═══ DATA SUPPLIED

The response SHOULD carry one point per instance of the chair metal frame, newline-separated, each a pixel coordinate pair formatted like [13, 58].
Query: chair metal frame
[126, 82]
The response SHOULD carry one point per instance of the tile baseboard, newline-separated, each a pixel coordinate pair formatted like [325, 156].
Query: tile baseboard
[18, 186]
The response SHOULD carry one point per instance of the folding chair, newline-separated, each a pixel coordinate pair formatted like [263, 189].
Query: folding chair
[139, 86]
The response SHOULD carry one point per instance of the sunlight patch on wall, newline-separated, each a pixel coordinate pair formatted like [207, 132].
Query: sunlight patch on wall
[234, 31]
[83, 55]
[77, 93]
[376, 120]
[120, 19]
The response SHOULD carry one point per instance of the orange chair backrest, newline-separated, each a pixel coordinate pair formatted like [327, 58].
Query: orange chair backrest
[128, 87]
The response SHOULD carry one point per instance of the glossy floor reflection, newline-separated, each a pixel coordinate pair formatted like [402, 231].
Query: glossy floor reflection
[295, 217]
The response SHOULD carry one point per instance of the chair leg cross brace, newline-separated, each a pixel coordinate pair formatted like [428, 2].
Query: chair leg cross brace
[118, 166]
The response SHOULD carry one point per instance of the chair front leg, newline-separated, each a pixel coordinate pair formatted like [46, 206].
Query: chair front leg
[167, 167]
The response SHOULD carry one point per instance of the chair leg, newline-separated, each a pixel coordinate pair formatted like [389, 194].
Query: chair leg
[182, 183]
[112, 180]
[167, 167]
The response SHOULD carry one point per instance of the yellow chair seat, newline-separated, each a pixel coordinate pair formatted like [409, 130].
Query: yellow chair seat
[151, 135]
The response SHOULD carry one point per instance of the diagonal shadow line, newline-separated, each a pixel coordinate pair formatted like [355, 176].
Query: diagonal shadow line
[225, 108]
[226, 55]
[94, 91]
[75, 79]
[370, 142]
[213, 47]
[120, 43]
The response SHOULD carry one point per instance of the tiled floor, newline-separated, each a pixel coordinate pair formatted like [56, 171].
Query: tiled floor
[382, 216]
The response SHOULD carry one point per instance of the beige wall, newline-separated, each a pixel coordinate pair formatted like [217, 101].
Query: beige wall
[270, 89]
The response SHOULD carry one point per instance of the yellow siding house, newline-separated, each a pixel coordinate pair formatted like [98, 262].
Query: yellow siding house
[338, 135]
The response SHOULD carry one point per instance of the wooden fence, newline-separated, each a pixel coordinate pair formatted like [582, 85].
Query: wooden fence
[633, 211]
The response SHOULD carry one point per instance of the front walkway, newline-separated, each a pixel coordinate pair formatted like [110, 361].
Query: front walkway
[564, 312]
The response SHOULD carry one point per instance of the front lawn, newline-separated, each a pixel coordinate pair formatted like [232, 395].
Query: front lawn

══════

▸ **WORK REQUIRED**:
Could you transcribe all of the entries exactly, leaving nothing out?

▸ **ANSWER SECTION**:
The response SHOULD carry one point per instance of the chair metal frame, newline-separated, each a pixel coordinate pair formatted like [13, 58].
Query: chair metal frame
[126, 82]
The response SHOULD carry one point per instance of the tile baseboard, newline-separated, each a pixel coordinate pair formatted like [325, 156].
Query: tile baseboard
[18, 186]
The response SHOULD carry one point per instance of the folding chair, newline-separated, each a pixel coordinate pair formatted like [263, 189].
Query: folding chair
[139, 86]
The response SHOULD carry one point per instance of the sunlight patch on wall, newline-separated, each a pixel coordinate pair formatted like [207, 132].
Query: sunlight patch on wall
[234, 31]
[83, 55]
[77, 93]
[376, 120]
[120, 19]
The response SHOULD carry one point per instance of the orange chair backrest, newline-separated, each a pixel coordinate pair formatted like [327, 58].
Query: orange chair backrest
[128, 87]
The response SHOULD carry one point per instance of the glossy floor reflection, newline-separated, each a pixel coordinate pair formatted like [402, 231].
Query: glossy floor reflection
[295, 217]
The response SHOULD carry one point per instance of the chair leg cross brace, newline-separated, each a pixel coordinate pair formatted like [428, 2].
Query: chair leg cross brace
[118, 166]
The response SHOULD carry one point per instance of the chair front leg, newline-separated, each a pixel coordinate pair formatted like [46, 206].
Query: chair front leg
[167, 167]
The response SHOULD carry one point per instance of the chair leg, newline-separated, each a pixel coordinate pair formatted like [389, 194].
Query: chair leg
[182, 183]
[112, 180]
[167, 167]
The response SHOULD carry one point per instance of the yellow chair seat, newline-separated, each a pixel coordinate pair formatted like [409, 130].
Query: yellow chair seat
[151, 135]
The response SHOULD carry one point per instance of the diagonal shadow line, newline-separated, each a pixel coordinate pair formatted like [355, 176].
Query: diagonal shadow line
[225, 108]
[226, 55]
[94, 91]
[75, 79]
[370, 142]
[213, 47]
[120, 43]
The response SHOULD carry one point per instance of the tiled floor, newline-separated, each a pixel coordinate pair formatted like [56, 171].
Query: tiled floor
[382, 216]
The response SHOULD carry one point per instance of the beige wall, newline-separated, each a pixel coordinate pair formatted like [217, 101].
Query: beige wall
[270, 89]
The response SHOULD carry one point per instance of the yellow siding house, newline-separated, each a pixel coordinate pair formatted like [98, 262].
Query: yellow siding house
[338, 135]
The response SHOULD carry one point per instance of the wooden fence, newline-separated, each a pixel coordinate pair formatted like [582, 85].
Query: wooden fence
[633, 211]
The response SHOULD carry one point per instance of the front walkway, newline-separated, each a pixel coordinate pair formatted like [110, 361].
Query: front walkway
[564, 312]
The response SHOULD carry one point per instance of the front lawn, newline-separated, each a pixel coordinate pair formatted like [232, 395].
Query: front lawn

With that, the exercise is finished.